## What to do
Copy everything in the article on psychoanalysts from "For many people" down to "mothers and infants.".

## Source text
◇ ◇ ◇ ◇ ◇

For many people the word "psychoanalyst" conjures up an image of a man sitting silent behind a patient lying on a couch. In stark contrast to this image, the National Meeting of the American Psychoanalytic Association(APsAA) this past week prominently featured women analysts presenting their work with mothers and infants.
Among the most striking presentations was a pair of videos shown as part of the main research symposium by Nancy Suchman, PhD of the Yale Child Study Center. Substance abusing mothers who had histories of significant emotional trauma received an intervention that specifically aimed to listen to the mother and support her efforts to listen to her child. This is known as "mentalization based therapy." In my book Keeping Your Child in Mind, I show what mentalization, or holding a child's mind in mind, looks like in everyday parenting moments as well as in the clinical setting of a pediatric practice.

◇ ◇ ◇ ◇ ◇

## Image point grounding records
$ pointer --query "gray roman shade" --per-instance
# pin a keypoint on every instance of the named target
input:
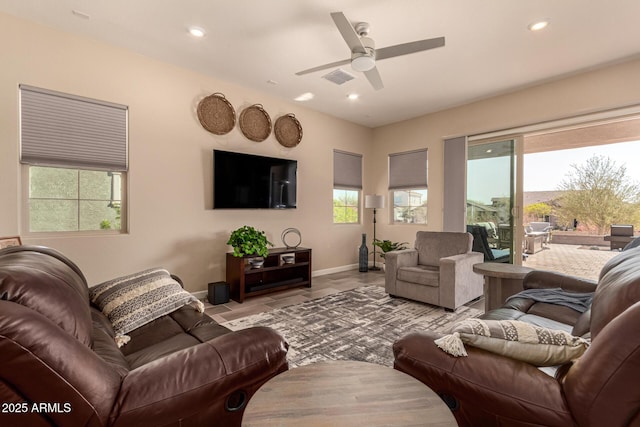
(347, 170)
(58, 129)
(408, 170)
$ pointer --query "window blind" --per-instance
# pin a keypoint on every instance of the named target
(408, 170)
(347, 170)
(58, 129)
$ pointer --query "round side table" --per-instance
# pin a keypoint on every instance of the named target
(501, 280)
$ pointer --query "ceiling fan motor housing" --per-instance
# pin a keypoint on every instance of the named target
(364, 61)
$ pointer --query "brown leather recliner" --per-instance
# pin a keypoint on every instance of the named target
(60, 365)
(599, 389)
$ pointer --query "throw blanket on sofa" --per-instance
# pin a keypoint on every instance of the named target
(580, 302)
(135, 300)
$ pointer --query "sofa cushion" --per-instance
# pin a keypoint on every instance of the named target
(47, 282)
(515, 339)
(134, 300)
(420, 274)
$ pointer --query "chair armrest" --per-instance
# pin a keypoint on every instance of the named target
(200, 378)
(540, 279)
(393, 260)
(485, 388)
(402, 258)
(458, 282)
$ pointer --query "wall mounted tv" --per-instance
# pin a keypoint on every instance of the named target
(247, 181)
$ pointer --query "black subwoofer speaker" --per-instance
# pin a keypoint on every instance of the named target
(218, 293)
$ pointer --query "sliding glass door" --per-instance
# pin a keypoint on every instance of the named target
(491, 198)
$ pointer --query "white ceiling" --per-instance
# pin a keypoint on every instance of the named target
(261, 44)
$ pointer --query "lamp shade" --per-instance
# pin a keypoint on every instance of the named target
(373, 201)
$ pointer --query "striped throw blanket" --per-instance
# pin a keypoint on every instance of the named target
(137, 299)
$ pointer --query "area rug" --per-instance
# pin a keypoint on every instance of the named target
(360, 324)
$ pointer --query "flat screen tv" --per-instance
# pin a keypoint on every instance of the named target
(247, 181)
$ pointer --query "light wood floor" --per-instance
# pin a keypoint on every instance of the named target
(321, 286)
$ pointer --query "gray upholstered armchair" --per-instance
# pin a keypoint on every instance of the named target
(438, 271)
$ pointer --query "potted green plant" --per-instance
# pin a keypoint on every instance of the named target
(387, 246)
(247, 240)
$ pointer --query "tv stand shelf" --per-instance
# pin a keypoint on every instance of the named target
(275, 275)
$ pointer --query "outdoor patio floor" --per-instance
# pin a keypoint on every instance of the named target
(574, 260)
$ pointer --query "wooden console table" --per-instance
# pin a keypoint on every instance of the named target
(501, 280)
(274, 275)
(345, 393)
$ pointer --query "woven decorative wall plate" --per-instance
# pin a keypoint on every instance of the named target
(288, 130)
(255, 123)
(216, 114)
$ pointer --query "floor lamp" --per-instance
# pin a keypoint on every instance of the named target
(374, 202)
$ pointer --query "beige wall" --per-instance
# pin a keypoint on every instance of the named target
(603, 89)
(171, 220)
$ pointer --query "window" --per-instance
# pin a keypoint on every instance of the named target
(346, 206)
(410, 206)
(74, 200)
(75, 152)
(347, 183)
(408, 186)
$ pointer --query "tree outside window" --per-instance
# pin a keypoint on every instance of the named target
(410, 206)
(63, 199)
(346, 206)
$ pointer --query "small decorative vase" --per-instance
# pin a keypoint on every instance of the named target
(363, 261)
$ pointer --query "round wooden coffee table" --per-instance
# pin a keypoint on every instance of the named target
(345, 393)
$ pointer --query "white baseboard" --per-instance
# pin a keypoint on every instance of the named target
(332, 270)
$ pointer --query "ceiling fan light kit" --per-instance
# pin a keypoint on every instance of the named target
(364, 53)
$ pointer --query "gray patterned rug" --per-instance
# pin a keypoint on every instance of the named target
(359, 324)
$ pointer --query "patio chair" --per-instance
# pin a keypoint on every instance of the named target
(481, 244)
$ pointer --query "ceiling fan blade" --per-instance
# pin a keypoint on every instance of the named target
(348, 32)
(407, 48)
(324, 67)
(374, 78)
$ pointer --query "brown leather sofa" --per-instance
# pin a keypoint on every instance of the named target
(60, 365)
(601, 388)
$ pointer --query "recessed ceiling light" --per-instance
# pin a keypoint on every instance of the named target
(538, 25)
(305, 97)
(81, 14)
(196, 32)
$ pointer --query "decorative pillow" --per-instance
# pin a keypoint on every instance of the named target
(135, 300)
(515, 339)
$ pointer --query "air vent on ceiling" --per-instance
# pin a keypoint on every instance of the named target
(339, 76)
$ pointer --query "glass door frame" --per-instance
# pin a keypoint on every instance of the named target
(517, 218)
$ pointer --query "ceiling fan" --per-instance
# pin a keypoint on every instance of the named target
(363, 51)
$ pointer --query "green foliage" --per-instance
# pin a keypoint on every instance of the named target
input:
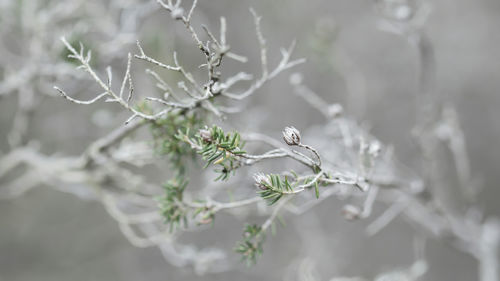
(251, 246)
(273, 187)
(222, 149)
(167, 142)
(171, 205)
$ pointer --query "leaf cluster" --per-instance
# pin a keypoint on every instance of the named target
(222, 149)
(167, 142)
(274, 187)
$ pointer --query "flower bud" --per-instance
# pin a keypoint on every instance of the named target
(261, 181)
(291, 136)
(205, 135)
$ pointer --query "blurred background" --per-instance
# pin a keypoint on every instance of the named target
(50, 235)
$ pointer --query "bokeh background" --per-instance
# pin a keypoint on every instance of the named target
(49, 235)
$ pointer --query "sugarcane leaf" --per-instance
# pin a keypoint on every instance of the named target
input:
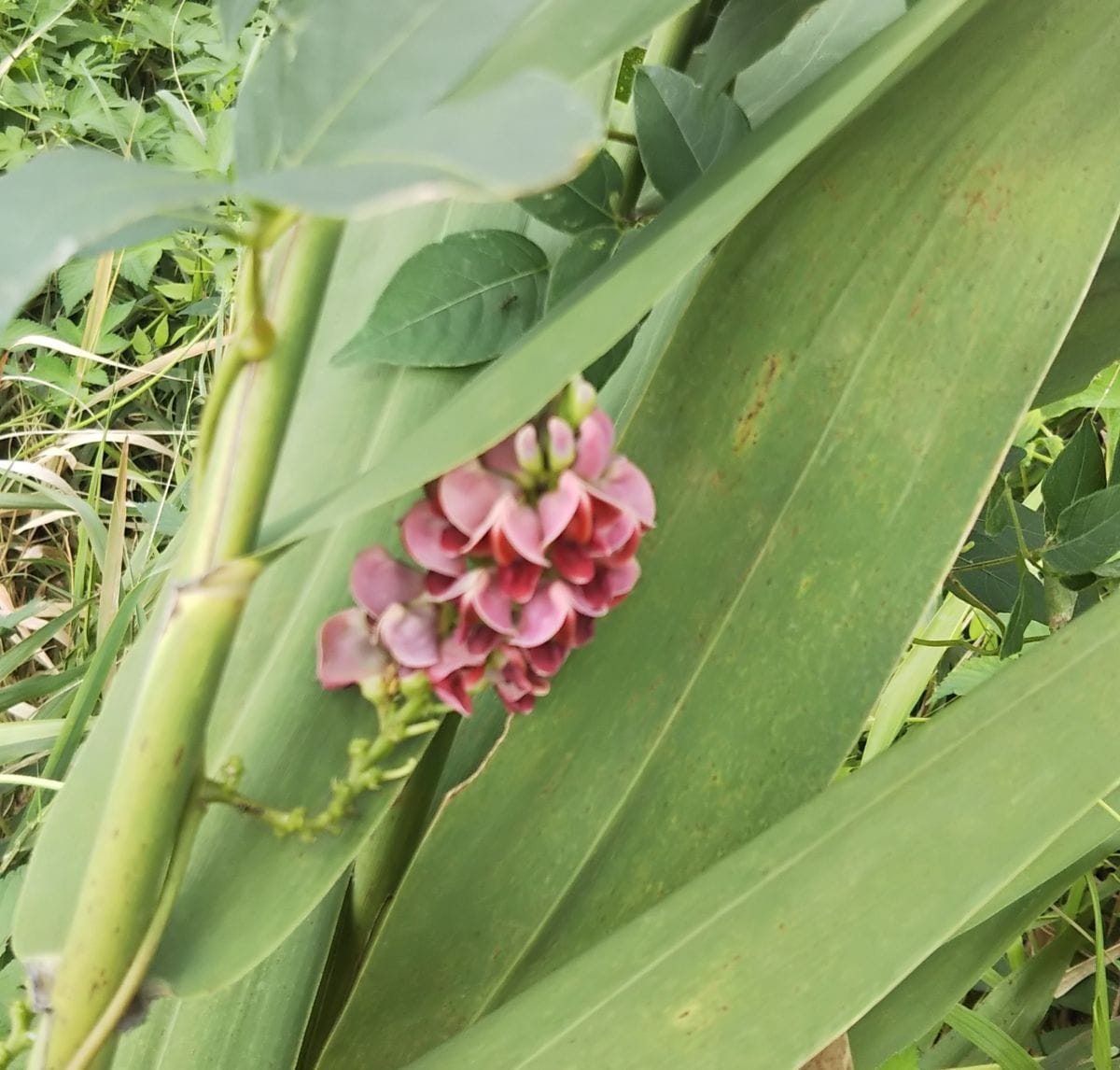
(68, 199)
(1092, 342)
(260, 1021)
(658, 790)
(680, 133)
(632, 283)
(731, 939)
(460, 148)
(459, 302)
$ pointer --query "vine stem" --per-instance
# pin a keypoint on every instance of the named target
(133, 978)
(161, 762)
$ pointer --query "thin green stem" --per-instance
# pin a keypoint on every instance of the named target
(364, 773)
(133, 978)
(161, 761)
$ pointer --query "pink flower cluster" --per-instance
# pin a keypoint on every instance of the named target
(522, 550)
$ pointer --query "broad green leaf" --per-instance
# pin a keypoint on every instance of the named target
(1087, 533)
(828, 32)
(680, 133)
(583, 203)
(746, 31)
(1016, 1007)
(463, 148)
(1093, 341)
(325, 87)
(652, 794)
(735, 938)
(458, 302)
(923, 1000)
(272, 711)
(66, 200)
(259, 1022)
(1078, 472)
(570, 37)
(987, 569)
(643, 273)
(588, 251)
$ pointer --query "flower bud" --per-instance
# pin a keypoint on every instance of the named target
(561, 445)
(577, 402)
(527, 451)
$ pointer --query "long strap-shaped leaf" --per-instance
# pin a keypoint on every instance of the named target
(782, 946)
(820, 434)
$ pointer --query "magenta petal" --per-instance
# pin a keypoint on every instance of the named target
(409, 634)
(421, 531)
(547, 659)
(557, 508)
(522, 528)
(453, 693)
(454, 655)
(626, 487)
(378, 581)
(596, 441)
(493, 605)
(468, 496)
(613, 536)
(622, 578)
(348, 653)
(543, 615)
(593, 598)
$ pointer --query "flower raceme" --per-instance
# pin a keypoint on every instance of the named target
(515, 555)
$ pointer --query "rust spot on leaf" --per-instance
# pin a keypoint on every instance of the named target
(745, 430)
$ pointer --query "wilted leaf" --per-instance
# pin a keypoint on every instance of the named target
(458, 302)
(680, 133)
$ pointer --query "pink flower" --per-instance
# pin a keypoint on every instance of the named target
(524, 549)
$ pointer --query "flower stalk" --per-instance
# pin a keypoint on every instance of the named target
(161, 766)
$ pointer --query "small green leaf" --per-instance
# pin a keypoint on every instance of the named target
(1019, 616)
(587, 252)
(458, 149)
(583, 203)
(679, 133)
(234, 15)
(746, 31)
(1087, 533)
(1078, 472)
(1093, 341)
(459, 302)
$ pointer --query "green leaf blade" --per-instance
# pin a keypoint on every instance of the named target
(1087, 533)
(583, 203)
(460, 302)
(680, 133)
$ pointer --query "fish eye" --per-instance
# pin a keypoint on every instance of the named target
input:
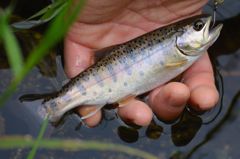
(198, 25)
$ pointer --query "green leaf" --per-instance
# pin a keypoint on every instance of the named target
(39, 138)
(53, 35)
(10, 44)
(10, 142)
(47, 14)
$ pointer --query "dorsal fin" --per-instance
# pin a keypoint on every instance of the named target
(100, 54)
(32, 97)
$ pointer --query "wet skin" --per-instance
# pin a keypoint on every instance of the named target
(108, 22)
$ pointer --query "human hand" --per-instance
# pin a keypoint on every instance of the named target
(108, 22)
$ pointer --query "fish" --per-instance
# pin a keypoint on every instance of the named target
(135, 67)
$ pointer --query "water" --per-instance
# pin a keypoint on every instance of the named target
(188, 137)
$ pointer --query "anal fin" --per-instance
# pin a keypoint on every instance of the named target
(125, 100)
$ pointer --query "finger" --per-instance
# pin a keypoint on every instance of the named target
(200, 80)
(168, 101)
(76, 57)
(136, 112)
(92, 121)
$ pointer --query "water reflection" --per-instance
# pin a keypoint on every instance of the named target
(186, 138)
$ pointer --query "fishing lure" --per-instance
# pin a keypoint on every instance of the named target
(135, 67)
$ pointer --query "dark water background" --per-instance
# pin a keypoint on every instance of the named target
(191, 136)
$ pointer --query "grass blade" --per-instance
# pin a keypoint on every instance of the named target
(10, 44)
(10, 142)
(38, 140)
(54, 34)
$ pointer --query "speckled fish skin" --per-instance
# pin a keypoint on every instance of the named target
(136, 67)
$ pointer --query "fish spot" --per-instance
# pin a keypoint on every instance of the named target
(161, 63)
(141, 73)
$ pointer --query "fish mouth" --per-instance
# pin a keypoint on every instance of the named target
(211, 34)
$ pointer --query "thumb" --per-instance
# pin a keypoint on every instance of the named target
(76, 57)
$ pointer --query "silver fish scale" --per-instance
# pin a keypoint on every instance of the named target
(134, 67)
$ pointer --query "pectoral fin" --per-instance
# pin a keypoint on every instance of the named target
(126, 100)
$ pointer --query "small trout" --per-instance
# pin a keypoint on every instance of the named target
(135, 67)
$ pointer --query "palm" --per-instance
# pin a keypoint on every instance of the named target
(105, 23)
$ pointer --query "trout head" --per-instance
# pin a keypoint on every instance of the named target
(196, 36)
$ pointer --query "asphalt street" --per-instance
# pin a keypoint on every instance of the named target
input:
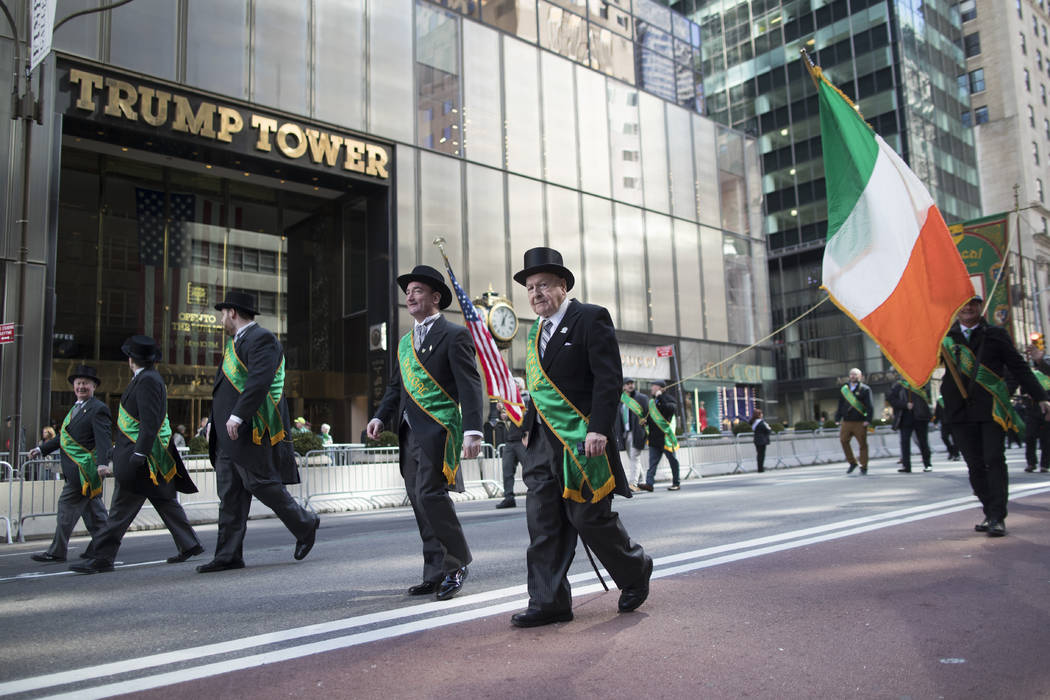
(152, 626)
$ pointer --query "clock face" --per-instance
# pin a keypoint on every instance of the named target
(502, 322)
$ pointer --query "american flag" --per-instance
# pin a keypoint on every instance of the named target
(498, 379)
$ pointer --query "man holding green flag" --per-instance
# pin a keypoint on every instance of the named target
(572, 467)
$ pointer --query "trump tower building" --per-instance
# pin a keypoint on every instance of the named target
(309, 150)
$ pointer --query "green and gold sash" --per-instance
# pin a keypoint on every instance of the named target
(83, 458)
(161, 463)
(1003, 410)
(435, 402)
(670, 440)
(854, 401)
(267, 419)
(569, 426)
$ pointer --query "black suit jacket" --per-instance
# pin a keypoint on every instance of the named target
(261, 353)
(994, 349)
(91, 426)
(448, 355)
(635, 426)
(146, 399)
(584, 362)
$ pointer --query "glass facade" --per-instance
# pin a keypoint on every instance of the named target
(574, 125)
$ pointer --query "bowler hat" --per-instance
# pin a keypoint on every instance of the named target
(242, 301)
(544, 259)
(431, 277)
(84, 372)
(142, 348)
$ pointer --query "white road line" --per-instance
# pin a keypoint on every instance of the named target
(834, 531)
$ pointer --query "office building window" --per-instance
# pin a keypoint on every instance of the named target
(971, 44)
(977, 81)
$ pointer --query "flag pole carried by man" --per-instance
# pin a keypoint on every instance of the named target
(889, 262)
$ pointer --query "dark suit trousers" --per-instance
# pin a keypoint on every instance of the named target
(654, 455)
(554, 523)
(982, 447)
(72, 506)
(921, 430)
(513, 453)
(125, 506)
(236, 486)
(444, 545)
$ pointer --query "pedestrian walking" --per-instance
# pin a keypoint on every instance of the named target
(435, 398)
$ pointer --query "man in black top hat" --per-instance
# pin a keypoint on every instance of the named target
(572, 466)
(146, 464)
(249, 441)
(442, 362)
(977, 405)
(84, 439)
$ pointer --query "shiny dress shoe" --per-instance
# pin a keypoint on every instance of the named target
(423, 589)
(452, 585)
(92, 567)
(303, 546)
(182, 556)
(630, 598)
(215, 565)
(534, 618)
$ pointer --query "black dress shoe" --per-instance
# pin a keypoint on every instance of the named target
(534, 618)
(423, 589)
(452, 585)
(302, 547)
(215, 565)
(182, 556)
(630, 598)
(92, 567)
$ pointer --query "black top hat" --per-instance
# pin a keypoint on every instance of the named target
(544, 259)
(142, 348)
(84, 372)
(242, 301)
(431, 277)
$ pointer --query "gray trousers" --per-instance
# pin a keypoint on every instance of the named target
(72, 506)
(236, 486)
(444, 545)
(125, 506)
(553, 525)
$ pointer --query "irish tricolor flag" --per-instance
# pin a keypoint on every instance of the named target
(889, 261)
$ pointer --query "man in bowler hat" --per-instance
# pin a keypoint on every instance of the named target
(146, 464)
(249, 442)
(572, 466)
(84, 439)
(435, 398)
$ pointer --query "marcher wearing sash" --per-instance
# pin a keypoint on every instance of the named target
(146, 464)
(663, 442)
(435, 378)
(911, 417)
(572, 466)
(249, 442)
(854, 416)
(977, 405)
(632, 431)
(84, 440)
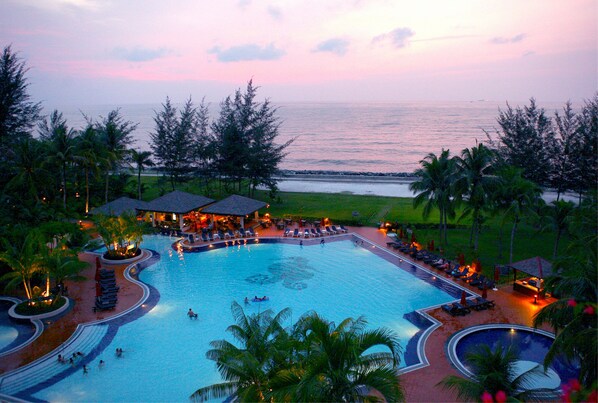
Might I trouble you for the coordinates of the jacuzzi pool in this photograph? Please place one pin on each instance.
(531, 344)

◇ ◇ ◇ ◇ ◇

## Finished task
For many people the word "psychoanalyst" conjures up an image of a man sitting silent behind a patient lying on a couch. In stark contrast to this image, the National Meeting of the American Psychoanalytic Association(APsAA) this past week prominently featured women analysts presenting their work with mothers and infants.